THE REQUEST -
Transcribe every line of the data below verbatim, without changing anything.

%%

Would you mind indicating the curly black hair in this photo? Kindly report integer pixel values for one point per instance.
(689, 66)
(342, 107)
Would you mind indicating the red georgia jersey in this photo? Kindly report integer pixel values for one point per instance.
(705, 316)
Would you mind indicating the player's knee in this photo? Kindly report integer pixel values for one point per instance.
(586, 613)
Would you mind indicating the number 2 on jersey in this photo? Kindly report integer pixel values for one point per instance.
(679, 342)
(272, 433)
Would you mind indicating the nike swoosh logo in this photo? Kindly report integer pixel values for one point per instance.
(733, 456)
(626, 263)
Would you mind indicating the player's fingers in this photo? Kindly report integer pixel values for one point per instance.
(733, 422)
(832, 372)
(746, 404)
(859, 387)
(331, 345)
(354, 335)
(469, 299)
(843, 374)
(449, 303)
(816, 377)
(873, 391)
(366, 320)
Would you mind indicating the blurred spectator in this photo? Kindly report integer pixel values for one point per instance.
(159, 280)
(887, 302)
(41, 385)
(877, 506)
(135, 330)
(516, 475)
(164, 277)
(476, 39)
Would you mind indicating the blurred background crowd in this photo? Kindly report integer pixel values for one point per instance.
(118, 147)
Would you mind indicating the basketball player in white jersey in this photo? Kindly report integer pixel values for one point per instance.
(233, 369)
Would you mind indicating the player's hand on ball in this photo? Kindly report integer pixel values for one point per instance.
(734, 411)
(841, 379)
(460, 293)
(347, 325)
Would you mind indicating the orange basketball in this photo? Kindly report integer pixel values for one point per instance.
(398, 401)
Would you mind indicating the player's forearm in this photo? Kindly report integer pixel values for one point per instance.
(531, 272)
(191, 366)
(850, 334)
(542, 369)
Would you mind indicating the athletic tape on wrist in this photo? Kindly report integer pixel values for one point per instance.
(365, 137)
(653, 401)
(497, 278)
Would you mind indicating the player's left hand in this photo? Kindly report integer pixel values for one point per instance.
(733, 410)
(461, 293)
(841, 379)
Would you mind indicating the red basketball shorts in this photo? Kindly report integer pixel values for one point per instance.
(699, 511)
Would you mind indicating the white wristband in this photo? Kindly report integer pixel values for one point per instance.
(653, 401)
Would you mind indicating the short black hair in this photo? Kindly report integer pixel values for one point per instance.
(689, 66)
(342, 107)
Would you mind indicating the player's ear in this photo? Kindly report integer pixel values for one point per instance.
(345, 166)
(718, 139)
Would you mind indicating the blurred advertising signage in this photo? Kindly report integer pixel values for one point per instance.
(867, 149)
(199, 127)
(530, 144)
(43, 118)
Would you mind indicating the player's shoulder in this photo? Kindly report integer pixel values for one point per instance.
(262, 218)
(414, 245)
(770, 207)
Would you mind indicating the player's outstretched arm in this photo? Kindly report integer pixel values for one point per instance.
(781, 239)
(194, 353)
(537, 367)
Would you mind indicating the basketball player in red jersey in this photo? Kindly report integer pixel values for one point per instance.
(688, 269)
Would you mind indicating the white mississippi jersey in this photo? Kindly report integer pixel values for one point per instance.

%%

FULL OUTPUT -
Would you mind indicating the curly black hair in this photo? Kindly report integer pixel values for one point per instance.
(689, 66)
(342, 107)
Would you mind indicating the red georgia jersey in this photo? Kindly report integer pixel values for one point per instance.
(705, 316)
Would you mind indicating the player's knee in this photo? Kindly report integer pixel values for one point per instance.
(586, 613)
Would you mind indicating the number 2 on jersey in this photo? Kindly report integer pixel values for one point per instance.
(679, 342)
(272, 433)
Would you mind indicating the nike swoosh logo in this photo? Kindly report integer pixel values for one point per instance.
(733, 456)
(626, 263)
Would you mind indicating the player's fingers in this photo? Kindly report integer pixel values for one point per instance.
(733, 422)
(832, 372)
(746, 404)
(859, 387)
(331, 345)
(354, 335)
(469, 299)
(843, 374)
(449, 303)
(816, 377)
(873, 391)
(366, 320)
Would you mind indicating the blurred spectator in this photo? Kindly report integer pixel values for one point per instance.
(159, 280)
(887, 302)
(41, 385)
(877, 506)
(135, 330)
(516, 475)
(164, 277)
(476, 39)
Would you mind indicating the blurred background crowd in this photo? Kindly report integer pixel values for one point per instance.
(118, 147)
Would you mind indicating the basketball player in white jersey in this photo? Kindly report integer pixel values for one point per instance.
(233, 369)
Would you mind indicating the player's hand on ball in this photo? Kindly report integer pixel values for one point per instance.
(734, 411)
(841, 379)
(460, 293)
(347, 325)
Would you mind indicating the orange basketball in this photo? Kindly report integer pixel values for one point per instance.
(398, 401)
Would you mind indicating the player's forearm in this photo? Kindly report integer pixel values for one point per instance.
(531, 272)
(191, 366)
(850, 334)
(542, 369)
Would you mind indicating the athletic tape on wrist in this photo? Kindly report integer pixel values for one point per instance.
(365, 137)
(653, 401)
(497, 278)
Would you mind indicating the player's left hand in this photo? Kindly report integer pixel values for one point per instance.
(733, 410)
(461, 293)
(841, 379)
Would you mind indicating the red basketball shorts in this photo? Kindly report integer pixel values for one point per instance.
(699, 511)
Would you mind indicating the white wristband in this photo? Kindly report integer pixel values for one point per instance.
(653, 401)
Would you mind indicating the short black hair in this photo? Kindly report integer pixel values for one point per instance.
(689, 66)
(342, 107)
Would you mind indicating the player's ear in this photo? Kindly report integer pixel values for one point per instance.
(345, 166)
(718, 139)
Would you mind indicating the blurred advertising signage in this photo? Kindly report integer pixel values for one point per instance.
(867, 149)
(199, 127)
(530, 144)
(43, 118)
Would you mind indicating the player's shoulder in this photo? Kindly report integer pixel values for one point per instance.
(262, 218)
(414, 245)
(770, 207)
Would you mind indicating the player's outstretched arm in this photo? Kindly report integer pixel values for one point per instance.
(781, 239)
(194, 353)
(537, 367)
Would you mind indicating the basketball player in red jersey in this photo? Kindly report integer pixel values for one point per instance.
(688, 269)
Would you mind indicating the white mississippi jersey in this photo? Kindly report integer pixel values for one point per instance.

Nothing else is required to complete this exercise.